◆ **Exercises**:
1 > Can you shorten the paragraph of the Pozzato article that begins "Ferrari was banned for life" into a brief list that keeps its main facts?
2 > Could you carry the Pozzato article on from its last paragraph?

"We'll see what they tell me"
Filippo Pozzato was questioned for over two hours by the Italian Olympic Committee’s (CONI) anti-doping tribunal in Rome on Tuesday following the publication of allegations that he was a client of Dr. Michele Ferrari.
On emerging from the meeting, the Farnese Vini-Selle Italia rider described himself as calm and said that he would wait and see what action, if any, is taken by CONI.
“We spoke, they asked me a lot of things. I’m not the one who will judge so we’ll see what they tell me,” Pozzato told the ANSA news agency on leaving the meeting.
Pozzato was called before CONI after Saturday’s edition of La Repubblica published extracts from a telephone conversation intercepted by investigators from Padova in the summer of 2009, in which he allegedly speaks of working with Ferrari.
Ferrari was banned for life by the Italian Cycling Federation (FCI) on the back of rider testimony relating to his activities. In February 2002, the body announced that it would hand down suspensions of up to six months to riders who were found to have consulted with Ferrari.
Last week, the United States Anti-Doping Agency (USADA) formally charged Ferrari with doping, along with Lance Armstrong, Johan Bruyneel and three other trainers at the US Postal team. It is understood that some of their case has been built thanks to evidence from investigators in Padova.

◆ **Supplied material**:
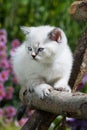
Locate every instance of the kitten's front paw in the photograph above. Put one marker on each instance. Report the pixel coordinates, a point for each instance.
(43, 90)
(62, 87)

◆ **Solved problems**:
1 >
- The Italian Cycling Federation (FCI) banned Ferrari for life based on rider testimony about his activities.
- In February 2002, the FCI announced suspensions of up to six months for riders found to have consulted him.

2 >
Pozzato is in line to lead the Italian team at the London 2012 Olympics and underwent medical tests on Monday as part of the selection process. He said that he didn’t know if his Olympic place was now at risk.
“I’m not the one who will judge, we’ll see what they say,” said Pozzato, who now travels to Trentino for a training camp with Paolo Bettini’s Italian team before riding in the national championships on Saturday. “From tomorrow, we have the training camp and then we’ll see how things go.”
Pozzato raced in the Tour of Slovenia last week but pulled out of the race ahead of Sunday’s final stage. Nonetheless, he insisted that he was making a full recovery from the broken wrist he sustained at the Giro d’Italia in May.
“I’ve taken off the cast and I’ve been training without it since yesterday evening,” he said. “I’m tranquillo.”